» **Request 1**
In the blog post about the huntsman spider, why did the writer keep an eye on the spider all day instead of ignoring it? Answer in one to three sentences.
» **Request 2**
Write the next part of the blog post about the huntsman spider, beginning after its final line.

Monday, 4 April 2011

Harry the Huntsman

Today's blog entry, while somewhat ironic and amusing, may frighten some readers. Fair warning: it's a post about spiders. Big. Freaking. Spiders.
This past week, I've been stalked by one of those Big. Freaking. Spiders. You might say strange coincidence, I say stalked. Seriously. Let me preface today's post by saying that while I get a little squeamish around bugs, I'm usually not that bad. So far this term, we've had dragonflies, grasshoppers and a sparrow (!) somehow get inside our classroom, and each time I've either a) left them alone to find their way out or b) opened up a window for them to escape from. The kidlets are pretty mellow - if they see a visitor inside the room, they get excited and let me know, and then promptly forget about them ten seconds later. Ah, the mind of a six year old.
Anyway, so far so good. Until Wednesday, when one of the kids discovered a huntsman spider camped out at the back of the classroom, sitting in the roof corner. 
What's a huntsman? This is a huntsman. **Don't click unless you want to be seriously creeped out. Really.**
So his discovery led to a bit of a panic because OMGZ! SPIDER! WAH! (and no, not from me - yet) - but once again, the kidlets were soon distracted by other things. As for me, well, I pretended he wasn't there, but constantly kept my eye on him to make sure I could see him. I like to keep the creepy crawlies where I can see 'em, rather than have them scurry off and lurk. There is nothing worse than a lurking spider.
He stayed up there all day. I watched, he sat. It was a good arrangement.
At the end of the day, I noticed he'd started making his way across the wall to the door - so I left it open for the night, as well as the closest few windows - hoping that by the next morning, he'd have scurried off to stalk someone else. No such luck, I'm afraid. I walked into the classroom on Thursday morning & he'd vanished. 'Oh well', I thought to myself. 'As long as he's not hiding under something I'm sure to pick up, we're cool.'
Ha. HA. HAHAHAHAHA. Yeah, you know where this is going, right?

» **Data**
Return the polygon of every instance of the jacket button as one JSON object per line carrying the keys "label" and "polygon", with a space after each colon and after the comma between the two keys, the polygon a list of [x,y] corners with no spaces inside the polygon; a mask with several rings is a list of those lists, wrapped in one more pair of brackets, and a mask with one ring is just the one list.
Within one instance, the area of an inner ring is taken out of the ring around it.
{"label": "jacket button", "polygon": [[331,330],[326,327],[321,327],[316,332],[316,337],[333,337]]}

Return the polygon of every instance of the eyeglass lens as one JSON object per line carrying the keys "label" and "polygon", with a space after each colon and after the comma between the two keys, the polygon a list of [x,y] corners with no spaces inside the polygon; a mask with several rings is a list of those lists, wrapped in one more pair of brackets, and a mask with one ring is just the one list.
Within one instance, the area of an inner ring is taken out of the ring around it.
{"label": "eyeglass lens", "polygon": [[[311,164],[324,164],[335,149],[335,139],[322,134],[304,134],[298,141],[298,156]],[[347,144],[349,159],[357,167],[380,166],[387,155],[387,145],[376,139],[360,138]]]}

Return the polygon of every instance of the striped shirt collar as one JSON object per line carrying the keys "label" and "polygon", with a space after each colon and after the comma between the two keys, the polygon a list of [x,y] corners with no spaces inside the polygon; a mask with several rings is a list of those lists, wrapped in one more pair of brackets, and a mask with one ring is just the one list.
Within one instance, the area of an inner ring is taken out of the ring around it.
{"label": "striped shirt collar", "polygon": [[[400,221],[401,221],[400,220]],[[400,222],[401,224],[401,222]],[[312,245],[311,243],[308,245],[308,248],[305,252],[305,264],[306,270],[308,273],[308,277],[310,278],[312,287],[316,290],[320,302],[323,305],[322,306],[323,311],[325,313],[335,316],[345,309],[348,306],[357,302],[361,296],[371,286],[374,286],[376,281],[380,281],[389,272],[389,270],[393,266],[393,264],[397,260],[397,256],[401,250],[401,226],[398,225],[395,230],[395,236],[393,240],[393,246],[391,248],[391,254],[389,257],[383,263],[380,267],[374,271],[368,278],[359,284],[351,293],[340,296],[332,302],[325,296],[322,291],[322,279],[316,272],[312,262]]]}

» **Task output 1**
The writer preferred to keep creepy crawlies in view rather than let them scurry off and lurk, because there is nothing worse than a lurking spider.

» **Task output 2**
The first thing I do everyday is pick up my playground duty folder and take it to the cupboard near the classroom door; it's a reminder for me to take it out with me each day. I got the fright of my life when I opened up the folder AND THERE HE WAS. Like, an inch away from my hand. I shoved the folder back and RAN backwards, wailing the whole time. Looking back, it was lucky I'd checked it that early in the morning while there were no littlies around, because I'm fairly sure that I bellowed out a few expletives at the top of my lungs during that whole scene. Can you believe it? He was waiting for me, I'm sure of it.
After that little scene, I had to have him out of there. I went up to the office and started asking around for someone who wasn't bothered by spiders, and one of our Assistant Principals offered to get a broom and sweep him outside. She did, too. The spider was outside, I quickly locked and shut all the windows and doors, and she brushed him along the wall towards the trees. Things were good. Spidey was gone. I was happy. The bell rang, and after picking up my class and walking them back to our room, I couldn't believe my eyes.
The spider had crawled all the way back along the wall (two classroom lengths!) and was in the process of flattening itself out and climbing through our locked classroom door. Seriously? Seriously! Suffice it to say that I wasn't going back in there again until he was removed, forcefully if necessary. The teacher in the room next to mine is a tall male (thank the heavens!) who offered to remove it - so with a broom and a bucket in hand, he got the spider down and walked it all the way across the playground for me.
During this whole ordeal, the kidlets came up with a name for it: Harry the Huntsman. All I have to say is this: 
Harry? If you come back in my classroom again, I am going to throw a table at you and you will die. Enough is enough. That's all I'm saying. Have a smashing day. Best Regards, Aly.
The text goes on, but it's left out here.